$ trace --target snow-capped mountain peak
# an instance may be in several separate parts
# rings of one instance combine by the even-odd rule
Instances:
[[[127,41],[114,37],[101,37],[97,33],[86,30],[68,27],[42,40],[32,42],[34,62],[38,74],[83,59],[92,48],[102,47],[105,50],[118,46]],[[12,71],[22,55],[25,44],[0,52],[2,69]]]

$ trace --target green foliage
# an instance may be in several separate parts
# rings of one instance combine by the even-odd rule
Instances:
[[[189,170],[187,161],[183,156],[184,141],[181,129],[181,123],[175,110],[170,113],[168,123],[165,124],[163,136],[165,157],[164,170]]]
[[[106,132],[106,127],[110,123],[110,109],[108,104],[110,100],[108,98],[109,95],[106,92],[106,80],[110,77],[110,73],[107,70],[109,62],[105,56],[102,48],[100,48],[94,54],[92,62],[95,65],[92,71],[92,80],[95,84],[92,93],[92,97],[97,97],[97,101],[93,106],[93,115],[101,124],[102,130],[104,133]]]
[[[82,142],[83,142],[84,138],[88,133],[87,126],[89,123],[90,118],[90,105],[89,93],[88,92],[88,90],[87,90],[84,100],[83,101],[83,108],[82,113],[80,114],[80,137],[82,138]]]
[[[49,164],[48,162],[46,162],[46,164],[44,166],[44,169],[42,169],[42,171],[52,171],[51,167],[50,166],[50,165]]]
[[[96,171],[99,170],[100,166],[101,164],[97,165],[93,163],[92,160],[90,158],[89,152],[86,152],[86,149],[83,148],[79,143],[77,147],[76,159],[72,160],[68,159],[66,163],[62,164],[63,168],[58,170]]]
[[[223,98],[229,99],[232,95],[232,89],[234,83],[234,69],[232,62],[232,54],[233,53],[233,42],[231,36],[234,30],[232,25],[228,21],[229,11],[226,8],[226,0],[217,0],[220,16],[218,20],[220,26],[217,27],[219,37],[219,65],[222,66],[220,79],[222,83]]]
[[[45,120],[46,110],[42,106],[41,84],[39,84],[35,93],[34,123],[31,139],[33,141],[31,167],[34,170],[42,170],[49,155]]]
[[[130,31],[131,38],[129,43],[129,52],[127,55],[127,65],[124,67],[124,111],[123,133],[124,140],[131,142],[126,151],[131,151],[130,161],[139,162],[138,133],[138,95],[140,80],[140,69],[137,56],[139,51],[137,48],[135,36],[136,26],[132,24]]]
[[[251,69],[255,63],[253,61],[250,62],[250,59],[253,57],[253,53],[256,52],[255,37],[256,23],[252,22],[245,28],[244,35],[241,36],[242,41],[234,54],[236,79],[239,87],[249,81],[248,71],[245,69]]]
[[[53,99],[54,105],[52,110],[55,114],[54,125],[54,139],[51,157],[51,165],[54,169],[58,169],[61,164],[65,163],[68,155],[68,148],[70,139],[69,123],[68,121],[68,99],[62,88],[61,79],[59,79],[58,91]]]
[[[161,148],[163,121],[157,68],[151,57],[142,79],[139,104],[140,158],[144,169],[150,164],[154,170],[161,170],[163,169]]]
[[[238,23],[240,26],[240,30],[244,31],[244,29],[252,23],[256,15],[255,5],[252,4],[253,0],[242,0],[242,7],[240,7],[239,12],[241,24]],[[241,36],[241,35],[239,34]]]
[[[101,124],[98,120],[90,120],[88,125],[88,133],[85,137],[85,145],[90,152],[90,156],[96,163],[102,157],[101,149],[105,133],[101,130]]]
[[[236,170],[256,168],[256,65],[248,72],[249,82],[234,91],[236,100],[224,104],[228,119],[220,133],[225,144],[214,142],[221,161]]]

━━━━━━━━━━━━━━━━━━━━━━━━━━━━━━

__TASK DIRECTIONS__:
Find each row above that contains the string "target" and copy those rows in full. Match case exactly.

__PROBLEM SOLUTION__:
$ trace --target snow-capped mountain peak
$ trace --target green foliage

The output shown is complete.